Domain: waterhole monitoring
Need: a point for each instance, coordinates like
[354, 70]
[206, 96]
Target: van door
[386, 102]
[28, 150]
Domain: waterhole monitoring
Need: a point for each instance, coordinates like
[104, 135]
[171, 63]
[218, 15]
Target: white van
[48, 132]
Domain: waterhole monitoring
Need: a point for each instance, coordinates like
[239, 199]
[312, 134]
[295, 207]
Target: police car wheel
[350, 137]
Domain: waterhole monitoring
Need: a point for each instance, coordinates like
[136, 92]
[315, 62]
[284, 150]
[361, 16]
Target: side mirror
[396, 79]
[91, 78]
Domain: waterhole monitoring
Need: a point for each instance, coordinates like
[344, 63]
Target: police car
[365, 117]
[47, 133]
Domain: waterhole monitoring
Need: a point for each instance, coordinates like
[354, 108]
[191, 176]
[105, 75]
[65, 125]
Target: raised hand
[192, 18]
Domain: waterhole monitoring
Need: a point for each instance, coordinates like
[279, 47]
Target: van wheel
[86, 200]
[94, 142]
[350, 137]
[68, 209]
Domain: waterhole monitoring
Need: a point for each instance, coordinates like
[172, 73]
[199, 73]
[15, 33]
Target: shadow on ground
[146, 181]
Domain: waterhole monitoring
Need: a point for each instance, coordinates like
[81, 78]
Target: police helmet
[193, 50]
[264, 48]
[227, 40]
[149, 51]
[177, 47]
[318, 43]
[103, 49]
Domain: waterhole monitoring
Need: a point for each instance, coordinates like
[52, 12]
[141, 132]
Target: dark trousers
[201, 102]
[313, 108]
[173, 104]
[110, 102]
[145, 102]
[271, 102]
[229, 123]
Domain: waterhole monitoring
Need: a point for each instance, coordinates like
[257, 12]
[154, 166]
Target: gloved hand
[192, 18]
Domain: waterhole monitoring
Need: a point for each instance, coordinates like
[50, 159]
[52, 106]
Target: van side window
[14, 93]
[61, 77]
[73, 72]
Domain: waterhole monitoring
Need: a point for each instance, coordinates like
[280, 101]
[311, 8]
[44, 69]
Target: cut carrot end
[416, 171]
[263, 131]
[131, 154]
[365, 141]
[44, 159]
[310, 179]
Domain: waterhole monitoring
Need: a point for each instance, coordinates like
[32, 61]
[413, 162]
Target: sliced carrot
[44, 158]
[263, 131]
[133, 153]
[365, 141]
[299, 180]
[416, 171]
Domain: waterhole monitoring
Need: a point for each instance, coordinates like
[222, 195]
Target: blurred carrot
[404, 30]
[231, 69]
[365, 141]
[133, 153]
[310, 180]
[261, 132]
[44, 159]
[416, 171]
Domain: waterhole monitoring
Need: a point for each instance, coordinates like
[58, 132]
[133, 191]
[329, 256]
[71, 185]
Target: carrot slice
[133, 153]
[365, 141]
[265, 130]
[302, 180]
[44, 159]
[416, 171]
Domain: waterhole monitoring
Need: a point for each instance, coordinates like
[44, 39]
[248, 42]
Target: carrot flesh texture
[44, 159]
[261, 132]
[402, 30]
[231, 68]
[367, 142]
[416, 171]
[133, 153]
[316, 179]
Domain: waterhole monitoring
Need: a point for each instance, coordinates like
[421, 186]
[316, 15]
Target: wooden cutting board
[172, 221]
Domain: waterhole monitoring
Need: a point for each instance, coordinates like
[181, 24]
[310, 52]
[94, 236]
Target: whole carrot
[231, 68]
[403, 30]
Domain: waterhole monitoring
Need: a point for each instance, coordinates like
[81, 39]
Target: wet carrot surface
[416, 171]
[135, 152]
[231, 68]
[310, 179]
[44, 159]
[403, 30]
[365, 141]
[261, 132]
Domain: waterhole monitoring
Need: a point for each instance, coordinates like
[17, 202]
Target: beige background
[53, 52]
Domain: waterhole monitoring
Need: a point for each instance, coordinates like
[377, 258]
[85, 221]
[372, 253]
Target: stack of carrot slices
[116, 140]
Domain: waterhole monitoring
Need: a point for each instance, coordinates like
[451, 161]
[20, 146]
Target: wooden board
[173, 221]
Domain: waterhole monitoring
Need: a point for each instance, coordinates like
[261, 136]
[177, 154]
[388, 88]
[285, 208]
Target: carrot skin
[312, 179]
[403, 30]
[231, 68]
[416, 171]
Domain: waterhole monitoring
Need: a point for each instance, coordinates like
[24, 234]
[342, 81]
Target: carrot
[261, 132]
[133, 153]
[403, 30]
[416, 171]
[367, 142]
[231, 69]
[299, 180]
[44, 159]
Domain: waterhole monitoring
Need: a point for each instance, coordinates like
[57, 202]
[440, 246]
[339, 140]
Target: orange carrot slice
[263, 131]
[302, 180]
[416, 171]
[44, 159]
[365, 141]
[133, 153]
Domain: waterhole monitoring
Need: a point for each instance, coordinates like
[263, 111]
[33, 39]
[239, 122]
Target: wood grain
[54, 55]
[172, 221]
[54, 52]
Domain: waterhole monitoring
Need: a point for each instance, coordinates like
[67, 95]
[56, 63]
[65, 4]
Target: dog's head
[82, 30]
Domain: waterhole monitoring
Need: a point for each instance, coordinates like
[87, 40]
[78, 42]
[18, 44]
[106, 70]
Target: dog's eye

..........

Exercise instructions = Give the records above again in full, keeping every character unchanged.

Your response =
Domain: waterhole monitoring
Need: a point for each instance, coordinates like
[354, 70]
[206, 96]
Target: van door
[386, 102]
[28, 150]
Domain: waterhole monitoring
Need: a point for each instance, coordinates like
[104, 135]
[171, 63]
[218, 15]
Target: white van
[48, 132]
Domain: waterhole monitoring
Need: a point for each instance, coordinates like
[239, 199]
[312, 134]
[295, 207]
Target: police car wheel
[350, 137]
Domain: waterhole monitoring
Need: a point for each instance, coordinates like
[136, 92]
[315, 62]
[284, 150]
[361, 16]
Target: side mirror
[396, 79]
[91, 78]
Domain: waterhole monitoring
Need: a point for each instance, coordinates like
[344, 63]
Target: police car
[365, 117]
[47, 133]
Domain: waterhole monitoring
Need: a point for each instance, coordinates like
[354, 108]
[191, 176]
[105, 75]
[65, 125]
Target: raised hand
[192, 18]
Domain: waterhole monitoring
Need: a point for each instance, coordinates like
[279, 47]
Target: van wheel
[86, 200]
[94, 142]
[350, 137]
[68, 209]
Domain: waterhole monitoring
Need: a point for each instance, coordinates like
[172, 73]
[199, 73]
[15, 33]
Target: shadow on ground
[146, 181]
Domain: waterhole monitoring
Need: a point for each instance, coordinates like
[81, 78]
Target: police helmet
[193, 50]
[264, 48]
[227, 40]
[149, 51]
[177, 47]
[318, 43]
[103, 49]
Domain: waterhole monitoring
Need: a point for each instance, coordinates like
[52, 12]
[141, 132]
Target: dark trousers
[201, 102]
[313, 108]
[173, 104]
[110, 102]
[145, 102]
[271, 102]
[229, 123]
Domain: waterhole monitoring
Need: a point for each instance, coordinates like
[257, 12]
[154, 166]
Target: gloved hand
[192, 18]
Domain: waterhole monitoring
Need: a point for each instance, coordinates like
[50, 159]
[52, 106]
Target: van side window
[14, 93]
[61, 77]
[73, 72]
Domain: waterhole monitoring
Need: a point for each instance, coordinates like
[280, 101]
[311, 8]
[44, 69]
Target: cut carrot end
[416, 171]
[263, 131]
[131, 154]
[365, 141]
[44, 159]
[310, 179]
Domain: waterhole monitoring
Need: a point for each instance, coordinates like
[32, 61]
[413, 162]
Target: sliced carrot
[44, 158]
[263, 131]
[133, 153]
[365, 141]
[299, 180]
[416, 171]
Domain: waterhole monitoring
Need: a point for each instance, coordinates like
[222, 195]
Target: blurred carrot
[404, 30]
[231, 69]
[365, 141]
[133, 153]
[310, 180]
[261, 132]
[44, 159]
[416, 171]
Domain: waterhole monitoring
Need: a point for each instance, coordinates like
[58, 132]
[133, 191]
[329, 256]
[71, 185]
Target: carrot slice
[133, 153]
[365, 141]
[265, 130]
[302, 180]
[44, 159]
[416, 171]
Domain: waterhole monitoring
Need: a point for each instance, coordinates like
[44, 39]
[248, 42]
Target: carrot flesh texture
[44, 159]
[261, 132]
[402, 30]
[231, 68]
[367, 142]
[416, 171]
[133, 153]
[316, 179]
Domain: waterhole monitoring
Need: a point for each instance, coordinates like
[421, 186]
[316, 15]
Target: wooden cutting board
[172, 221]
Domain: waterhole monitoring
Need: a point for each instance, coordinates like
[181, 24]
[310, 52]
[94, 236]
Target: whole carrot
[231, 68]
[403, 30]
Domain: waterhole monitoring
Need: a point for each instance, coordinates like
[81, 39]
Target: wet carrot surface
[416, 171]
[135, 152]
[231, 68]
[310, 179]
[44, 159]
[403, 30]
[365, 141]
[261, 132]
Domain: waterhole monitoring
Need: a point for each instance, coordinates like
[17, 202]
Target: beige background
[53, 52]
Domain: waterhole monitoring
Need: a point for each instance, coordinates like
[377, 258]
[85, 221]
[372, 253]
Target: stack of carrot slices
[116, 140]
Domain: waterhole monitoring
Need: a point for each instance, coordinates like
[451, 161]
[20, 146]
Target: wooden board
[173, 221]
Domain: waterhole monitoring
Need: a point for each instance, coordinates like
[261, 136]
[177, 154]
[388, 88]
[285, 208]
Target: carrot skin
[312, 179]
[403, 30]
[231, 68]
[416, 171]
Domain: waterhole monitoring
Need: a point for each instance, coordinates like
[24, 234]
[342, 81]
Target: carrot
[261, 132]
[133, 153]
[403, 30]
[416, 171]
[367, 142]
[231, 69]
[299, 180]
[44, 159]
Domain: waterhole monitoring
Need: a point for each instance, coordinates like
[57, 202]
[440, 246]
[339, 140]
Target: orange carrot slice
[263, 131]
[302, 180]
[416, 171]
[44, 159]
[365, 141]
[133, 153]
Domain: waterhole monitoring
Need: a point for each instance, coordinates like
[263, 111]
[33, 39]
[239, 122]
Target: wood grain
[54, 55]
[172, 221]
[54, 52]
Domain: waterhole monitoring
Need: a point for each instance, coordinates like
[67, 95]
[56, 63]
[65, 4]
Target: dog's head
[82, 30]
Domain: waterhole monitoring
Need: a point for each instance, coordinates like
[87, 40]
[78, 42]
[18, 44]
[106, 70]
Target: dog's eye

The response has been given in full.